● **EXERCISE DESCRIPTION**
Exactly the lines from the line containing "For each instance of the cliff, drop" through the last line of the entries below should appear in the answer, reproduced verbatim.

● **DATASET RECORDS**
=== Begin Enclosure ===

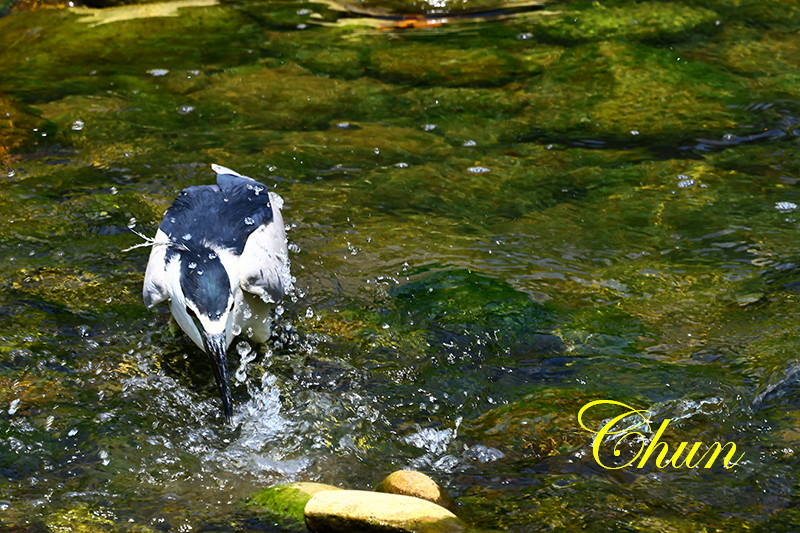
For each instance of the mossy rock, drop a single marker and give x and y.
(307, 102)
(19, 127)
(286, 501)
(424, 63)
(355, 510)
(539, 425)
(418, 485)
(460, 297)
(652, 21)
(620, 93)
(422, 7)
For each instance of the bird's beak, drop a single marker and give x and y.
(216, 346)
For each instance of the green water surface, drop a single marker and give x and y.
(493, 221)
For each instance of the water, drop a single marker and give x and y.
(494, 220)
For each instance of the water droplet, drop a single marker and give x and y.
(478, 170)
(12, 409)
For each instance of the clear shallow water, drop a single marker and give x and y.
(493, 223)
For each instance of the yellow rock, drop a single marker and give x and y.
(418, 485)
(347, 511)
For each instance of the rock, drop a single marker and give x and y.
(418, 485)
(363, 511)
(287, 501)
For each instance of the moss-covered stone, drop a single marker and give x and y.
(631, 21)
(352, 510)
(289, 97)
(540, 425)
(18, 127)
(286, 501)
(618, 92)
(418, 485)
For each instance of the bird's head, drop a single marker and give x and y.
(204, 309)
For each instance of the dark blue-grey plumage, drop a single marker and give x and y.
(220, 258)
(224, 214)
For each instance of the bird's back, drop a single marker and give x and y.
(224, 214)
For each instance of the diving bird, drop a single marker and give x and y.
(220, 258)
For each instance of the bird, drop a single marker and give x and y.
(220, 258)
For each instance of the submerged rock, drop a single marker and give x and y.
(355, 510)
(287, 501)
(418, 485)
(638, 21)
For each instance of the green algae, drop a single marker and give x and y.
(596, 248)
(635, 21)
(629, 92)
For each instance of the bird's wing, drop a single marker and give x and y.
(155, 283)
(264, 263)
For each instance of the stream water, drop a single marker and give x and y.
(494, 220)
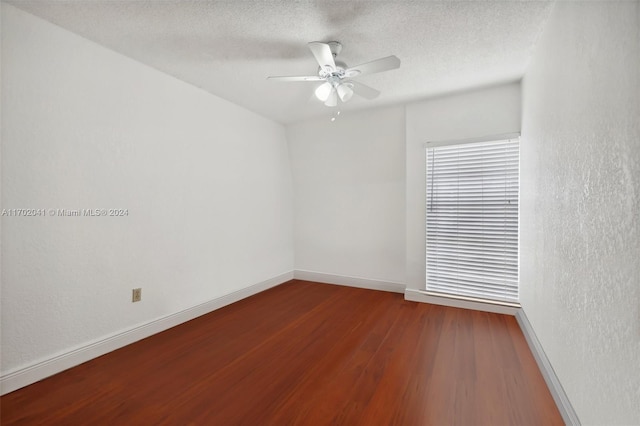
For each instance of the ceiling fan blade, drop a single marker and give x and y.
(379, 65)
(322, 53)
(364, 90)
(297, 78)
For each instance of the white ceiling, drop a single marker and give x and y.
(229, 47)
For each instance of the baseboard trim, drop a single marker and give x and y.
(424, 297)
(553, 383)
(41, 370)
(349, 281)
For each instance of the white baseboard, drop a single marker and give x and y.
(370, 284)
(557, 391)
(33, 373)
(424, 297)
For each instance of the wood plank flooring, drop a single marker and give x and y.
(309, 354)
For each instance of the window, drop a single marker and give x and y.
(472, 218)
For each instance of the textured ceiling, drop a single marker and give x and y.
(229, 47)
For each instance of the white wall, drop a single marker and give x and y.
(349, 194)
(580, 211)
(207, 185)
(486, 112)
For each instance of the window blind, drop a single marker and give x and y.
(472, 219)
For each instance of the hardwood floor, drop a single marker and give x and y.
(306, 353)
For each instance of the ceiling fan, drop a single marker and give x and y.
(337, 76)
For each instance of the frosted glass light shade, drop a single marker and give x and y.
(332, 99)
(323, 91)
(345, 91)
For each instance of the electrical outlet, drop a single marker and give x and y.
(136, 295)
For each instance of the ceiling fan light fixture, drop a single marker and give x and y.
(332, 99)
(323, 91)
(345, 91)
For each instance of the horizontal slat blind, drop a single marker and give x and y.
(472, 220)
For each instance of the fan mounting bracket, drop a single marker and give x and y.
(335, 46)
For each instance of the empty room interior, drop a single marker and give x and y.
(320, 212)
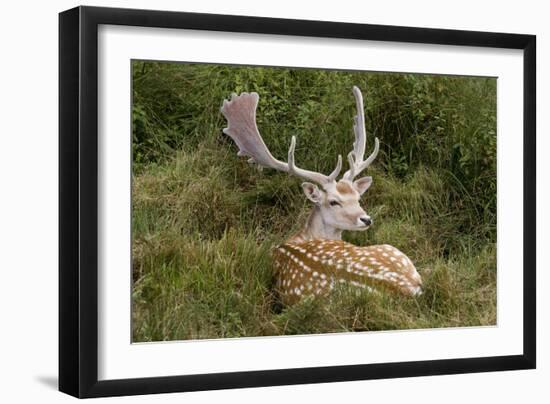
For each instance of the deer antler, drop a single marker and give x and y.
(240, 113)
(355, 157)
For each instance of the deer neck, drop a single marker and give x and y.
(316, 228)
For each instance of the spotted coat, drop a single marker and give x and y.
(314, 267)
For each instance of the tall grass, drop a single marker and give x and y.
(204, 221)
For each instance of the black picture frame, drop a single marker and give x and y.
(78, 201)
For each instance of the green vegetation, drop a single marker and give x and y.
(204, 220)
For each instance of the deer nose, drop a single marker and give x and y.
(366, 220)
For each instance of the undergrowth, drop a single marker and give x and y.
(204, 221)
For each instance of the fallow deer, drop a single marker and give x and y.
(316, 259)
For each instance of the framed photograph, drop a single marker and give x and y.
(251, 201)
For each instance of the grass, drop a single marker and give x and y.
(205, 221)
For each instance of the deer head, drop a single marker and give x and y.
(336, 203)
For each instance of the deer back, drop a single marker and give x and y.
(314, 267)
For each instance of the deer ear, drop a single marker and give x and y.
(362, 184)
(313, 193)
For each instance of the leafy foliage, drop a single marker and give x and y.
(204, 220)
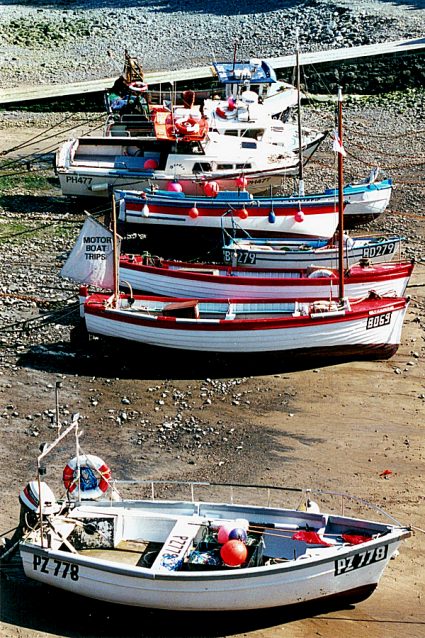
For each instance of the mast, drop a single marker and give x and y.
(301, 191)
(116, 256)
(340, 199)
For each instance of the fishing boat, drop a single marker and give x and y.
(259, 77)
(182, 151)
(202, 280)
(237, 212)
(131, 108)
(270, 253)
(356, 328)
(248, 550)
(362, 327)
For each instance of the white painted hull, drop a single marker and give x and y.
(160, 282)
(271, 256)
(368, 202)
(86, 183)
(321, 224)
(302, 572)
(331, 334)
(244, 589)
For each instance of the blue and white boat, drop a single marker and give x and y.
(292, 253)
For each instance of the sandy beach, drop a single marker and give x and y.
(329, 425)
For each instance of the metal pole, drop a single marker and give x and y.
(116, 256)
(57, 386)
(340, 200)
(301, 191)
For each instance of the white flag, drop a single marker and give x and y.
(337, 145)
(91, 260)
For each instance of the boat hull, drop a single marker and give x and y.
(373, 330)
(364, 202)
(269, 255)
(318, 219)
(207, 281)
(234, 590)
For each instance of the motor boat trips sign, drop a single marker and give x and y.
(91, 260)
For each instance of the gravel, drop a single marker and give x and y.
(70, 41)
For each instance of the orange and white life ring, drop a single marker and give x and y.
(225, 113)
(187, 126)
(138, 87)
(95, 476)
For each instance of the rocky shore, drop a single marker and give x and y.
(70, 41)
(333, 426)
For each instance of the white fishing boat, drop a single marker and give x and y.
(181, 155)
(259, 77)
(359, 328)
(202, 280)
(365, 200)
(248, 550)
(237, 212)
(295, 253)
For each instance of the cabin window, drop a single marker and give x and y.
(249, 144)
(255, 134)
(202, 167)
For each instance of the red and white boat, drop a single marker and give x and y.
(200, 280)
(237, 212)
(361, 328)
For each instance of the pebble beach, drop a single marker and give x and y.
(334, 426)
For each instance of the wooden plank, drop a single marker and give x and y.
(24, 93)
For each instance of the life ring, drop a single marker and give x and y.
(95, 476)
(187, 126)
(138, 87)
(225, 114)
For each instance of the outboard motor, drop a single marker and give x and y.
(29, 498)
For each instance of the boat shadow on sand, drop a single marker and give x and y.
(24, 604)
(112, 358)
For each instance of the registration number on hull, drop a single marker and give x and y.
(362, 559)
(74, 179)
(243, 257)
(379, 250)
(54, 567)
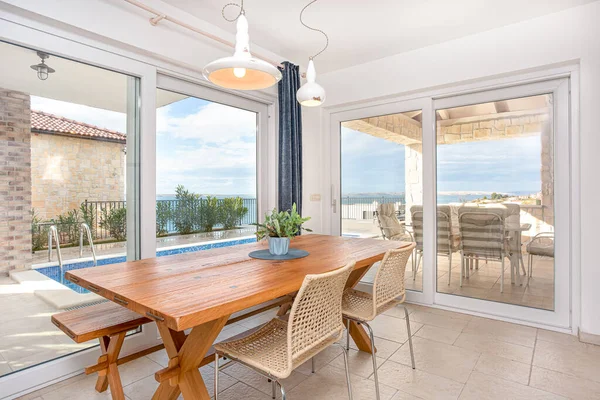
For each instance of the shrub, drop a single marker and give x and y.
(210, 213)
(185, 215)
(231, 212)
(39, 234)
(67, 225)
(163, 215)
(115, 222)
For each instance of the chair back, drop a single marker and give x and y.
(388, 221)
(389, 281)
(316, 314)
(482, 231)
(444, 228)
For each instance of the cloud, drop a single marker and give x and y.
(106, 119)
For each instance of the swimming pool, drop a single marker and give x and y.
(53, 272)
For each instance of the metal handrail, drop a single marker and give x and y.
(85, 227)
(53, 234)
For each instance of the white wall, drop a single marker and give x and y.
(571, 35)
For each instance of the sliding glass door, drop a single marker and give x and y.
(472, 180)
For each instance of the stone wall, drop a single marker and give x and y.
(15, 181)
(66, 171)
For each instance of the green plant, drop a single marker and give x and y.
(115, 222)
(209, 213)
(163, 215)
(185, 215)
(39, 233)
(68, 227)
(281, 224)
(231, 212)
(88, 215)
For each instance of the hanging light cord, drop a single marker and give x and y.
(240, 6)
(314, 29)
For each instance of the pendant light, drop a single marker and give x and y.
(42, 69)
(241, 71)
(311, 94)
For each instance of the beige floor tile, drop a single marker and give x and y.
(393, 329)
(565, 385)
(404, 396)
(503, 368)
(385, 348)
(321, 359)
(417, 382)
(481, 386)
(581, 362)
(500, 330)
(242, 391)
(257, 381)
(330, 383)
(439, 358)
(361, 363)
(442, 321)
(559, 338)
(489, 345)
(438, 334)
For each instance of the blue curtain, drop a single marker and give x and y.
(290, 139)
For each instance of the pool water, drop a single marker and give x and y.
(53, 272)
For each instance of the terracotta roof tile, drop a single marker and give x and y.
(49, 123)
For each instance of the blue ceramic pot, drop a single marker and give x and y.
(279, 246)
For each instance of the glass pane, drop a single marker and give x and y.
(495, 182)
(63, 147)
(205, 174)
(382, 183)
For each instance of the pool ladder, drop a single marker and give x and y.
(85, 227)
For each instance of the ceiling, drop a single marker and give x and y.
(361, 30)
(73, 82)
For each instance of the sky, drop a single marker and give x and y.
(375, 165)
(210, 148)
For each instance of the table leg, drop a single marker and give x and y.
(185, 354)
(358, 333)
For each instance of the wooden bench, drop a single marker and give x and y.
(109, 323)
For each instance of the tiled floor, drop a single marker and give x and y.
(457, 357)
(484, 283)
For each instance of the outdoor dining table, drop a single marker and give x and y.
(200, 290)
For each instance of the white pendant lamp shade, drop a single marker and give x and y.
(311, 94)
(242, 71)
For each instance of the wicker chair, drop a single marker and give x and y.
(482, 236)
(447, 241)
(541, 245)
(363, 307)
(279, 346)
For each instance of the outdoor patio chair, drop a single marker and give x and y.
(391, 227)
(280, 346)
(447, 241)
(482, 236)
(388, 286)
(541, 245)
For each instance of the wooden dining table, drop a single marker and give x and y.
(201, 290)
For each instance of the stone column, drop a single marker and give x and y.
(15, 180)
(413, 163)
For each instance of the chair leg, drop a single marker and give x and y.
(502, 276)
(372, 337)
(347, 335)
(216, 376)
(412, 354)
(347, 372)
(449, 267)
(462, 265)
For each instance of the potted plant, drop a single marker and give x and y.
(279, 227)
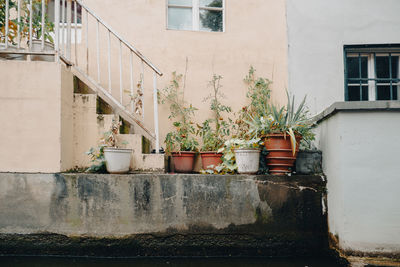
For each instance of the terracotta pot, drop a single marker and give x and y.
(183, 161)
(280, 158)
(210, 159)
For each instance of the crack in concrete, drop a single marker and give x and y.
(301, 188)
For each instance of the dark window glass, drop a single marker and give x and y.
(383, 92)
(353, 67)
(354, 93)
(210, 3)
(211, 20)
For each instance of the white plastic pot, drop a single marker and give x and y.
(247, 160)
(118, 160)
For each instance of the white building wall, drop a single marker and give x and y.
(361, 163)
(317, 31)
(360, 148)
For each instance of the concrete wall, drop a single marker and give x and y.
(36, 117)
(360, 160)
(213, 213)
(30, 108)
(255, 37)
(317, 31)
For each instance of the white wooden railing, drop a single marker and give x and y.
(85, 59)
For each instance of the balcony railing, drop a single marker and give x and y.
(27, 30)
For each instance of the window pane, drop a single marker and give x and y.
(382, 67)
(180, 18)
(354, 93)
(395, 66)
(384, 92)
(353, 67)
(180, 2)
(211, 20)
(210, 3)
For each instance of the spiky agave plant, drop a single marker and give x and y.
(287, 120)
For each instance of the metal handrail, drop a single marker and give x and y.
(132, 48)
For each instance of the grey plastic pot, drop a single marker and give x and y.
(247, 160)
(118, 160)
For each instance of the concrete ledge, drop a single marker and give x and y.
(357, 106)
(161, 214)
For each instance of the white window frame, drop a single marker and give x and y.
(371, 55)
(196, 14)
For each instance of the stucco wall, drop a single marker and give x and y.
(30, 97)
(360, 160)
(255, 37)
(317, 31)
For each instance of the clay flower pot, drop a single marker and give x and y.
(280, 158)
(210, 159)
(183, 161)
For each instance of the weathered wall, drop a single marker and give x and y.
(276, 215)
(360, 154)
(317, 31)
(30, 116)
(67, 120)
(256, 37)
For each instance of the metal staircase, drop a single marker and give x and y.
(89, 47)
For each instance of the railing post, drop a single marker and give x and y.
(18, 25)
(43, 25)
(109, 61)
(155, 103)
(131, 76)
(76, 31)
(120, 73)
(6, 22)
(30, 24)
(69, 6)
(57, 25)
(98, 51)
(87, 41)
(141, 87)
(63, 27)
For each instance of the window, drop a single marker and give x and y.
(372, 72)
(197, 15)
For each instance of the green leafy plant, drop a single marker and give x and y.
(228, 159)
(109, 140)
(36, 21)
(182, 138)
(287, 120)
(214, 131)
(258, 92)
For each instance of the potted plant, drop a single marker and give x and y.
(215, 130)
(12, 31)
(115, 159)
(242, 153)
(37, 29)
(180, 143)
(282, 129)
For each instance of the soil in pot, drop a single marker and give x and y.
(247, 160)
(280, 158)
(183, 161)
(210, 159)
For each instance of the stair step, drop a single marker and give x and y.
(85, 101)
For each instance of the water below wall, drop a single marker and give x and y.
(19, 261)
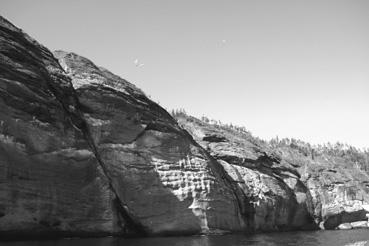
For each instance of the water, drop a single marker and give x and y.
(326, 238)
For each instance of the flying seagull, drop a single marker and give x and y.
(137, 64)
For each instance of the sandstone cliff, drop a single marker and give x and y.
(84, 152)
(313, 187)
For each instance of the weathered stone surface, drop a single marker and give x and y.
(339, 188)
(49, 178)
(84, 152)
(167, 181)
(277, 199)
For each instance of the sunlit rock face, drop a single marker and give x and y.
(338, 187)
(49, 178)
(276, 197)
(97, 158)
(168, 183)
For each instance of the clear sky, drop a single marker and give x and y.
(290, 68)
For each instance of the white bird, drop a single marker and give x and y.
(137, 64)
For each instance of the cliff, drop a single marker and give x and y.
(86, 153)
(326, 184)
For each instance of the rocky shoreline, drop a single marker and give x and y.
(83, 152)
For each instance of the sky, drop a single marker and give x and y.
(286, 68)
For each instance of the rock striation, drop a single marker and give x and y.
(83, 152)
(324, 190)
(277, 198)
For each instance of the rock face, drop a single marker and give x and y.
(50, 181)
(278, 200)
(339, 187)
(167, 182)
(84, 152)
(325, 190)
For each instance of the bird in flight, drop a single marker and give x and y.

=== End Enclosure ===

● **OUTPUT FOR THIS EXERCISE**
For each instance of the cliff, drop a single marker and give x and y.
(86, 153)
(326, 184)
For each instance of the rocky shoreline, drop a single marker and give x and y.
(83, 152)
For each instance of the sky, drop a single marker and give x and y.
(286, 68)
For each instance of the rock striation, drop a single marker and give x and y.
(83, 152)
(324, 190)
(277, 198)
For each instance of the rock face, drop a single marker and give x and y.
(50, 181)
(278, 200)
(339, 187)
(167, 182)
(84, 152)
(325, 190)
For each instance of the bird in flight, drop a single marker and give x and y.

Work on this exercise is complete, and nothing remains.